Created, written and directed by Sigal Avin, who’s career has gravitated toward exploring female complexity and tackling issues such as sexual harassment, is releasing a new eight-part psychological and existential drama series “Losing Alice,” to be released on Apple TV+. amNewYork Metro spoke to one of the female leads, Ayelet Zurer, about the themes of the piece, and it’s interesting brand of feminism.
Zurer has had a long career in Israeli filmmaking, and is one of Israel’s most critically acclaimed actors. This series is subtitled but she has played English-speaking roles, most notably alongside Eric Bana in Steven Spielberg’s 2005 Oscar-nominated film “Munich.”
At 48 years old, Alice, once a trailblazing director, is suffering from crippling writer’s block, perhaps and perhaps not due to a drying of her imagination that has accompanied the increasingly dominant wife-and-mother aspect of her identity. At the beginning she seems content, yet distant, in the domestically settled identity she projects to the world—underlying which there is a conflicting desire for freedom.
A happenstance meeting with mysterious 24-year-old Sophie, who is an aspiring writer and the series’ femme fatale is an approximation of what Alice feels she used to be and sparks a gripping exploration between obsession, jealously, paranoia and the complexity of female relationships and destabilizing senses of self. It sparks a psychological state of counter-phobia, as researched by Zurer. A term that describes launching yourself into your fears, with the fears in question here being the tightrope between control and abandonment of an identity that had been fixed for a long time.
Notably Zurer wears no makeup during the film, while Sophie is glamorous in the traditional sense; beautiful styled or when answering the door in only an oversized tee shirt.
In a way this prompts many questions. First, would a male director typically choose to go this route and have his title character be bare-faced? Has Alice always been a “no muss, no fuss” woman, or does this highlight the tiresome notion that if women no longer spend hours perfecting the way they look—particularly after marriage and motherhood—they have “let themselves go.”
Sophie becomes a trigger and portal through which Alice is able to revisit her past self, her current self and what she wants from the future. In an early driving scene, Sophie flippantly asks Alice what it is like to be a working mother. Alice states that you can have both but balance is required. Crucially, she offers this answer half-heartedly, her expression is dead, you know she does not mean what she is saying but is giving a kind of canned answer.
When Sophie and Alice take a moonlit boat trip Sophie dives energetically and without hesitation into the water. When invited to take a swim, Alice refrains and tellingly remarks that “10 years ago, that would have been me.”

────────────────────

• AIM: Using the article on "Losing Alice," decide whether each statement agrees with it, answering yes or no and quoting the words that settle it: 1. Alice is 48 years old. 2. Sophie is an aspiring actor. 3. Alice joins Sophie for a swim during the boat trip.

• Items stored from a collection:
────────────────────

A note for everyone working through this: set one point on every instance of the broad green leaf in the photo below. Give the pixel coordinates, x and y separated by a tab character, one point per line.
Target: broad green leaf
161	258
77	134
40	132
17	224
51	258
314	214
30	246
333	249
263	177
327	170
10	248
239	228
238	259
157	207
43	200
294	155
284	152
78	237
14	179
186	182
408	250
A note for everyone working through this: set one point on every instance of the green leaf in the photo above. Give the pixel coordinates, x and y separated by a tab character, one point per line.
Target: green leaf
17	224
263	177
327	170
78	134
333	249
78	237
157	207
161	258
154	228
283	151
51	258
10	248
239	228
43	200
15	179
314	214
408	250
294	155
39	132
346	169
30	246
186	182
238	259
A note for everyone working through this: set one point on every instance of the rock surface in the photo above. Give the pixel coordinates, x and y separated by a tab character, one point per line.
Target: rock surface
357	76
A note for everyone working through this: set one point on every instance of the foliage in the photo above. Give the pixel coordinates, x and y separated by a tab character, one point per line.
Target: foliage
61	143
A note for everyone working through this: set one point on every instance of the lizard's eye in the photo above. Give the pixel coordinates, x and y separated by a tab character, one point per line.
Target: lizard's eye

────────────────────

• COMPLETE RESPONSE:
1. Yes: "At 48 years old, Alice, once a trailblazing director"
2. No: "who is an aspiring writer"
3. No: "When invited to take a swim, Alice refrains"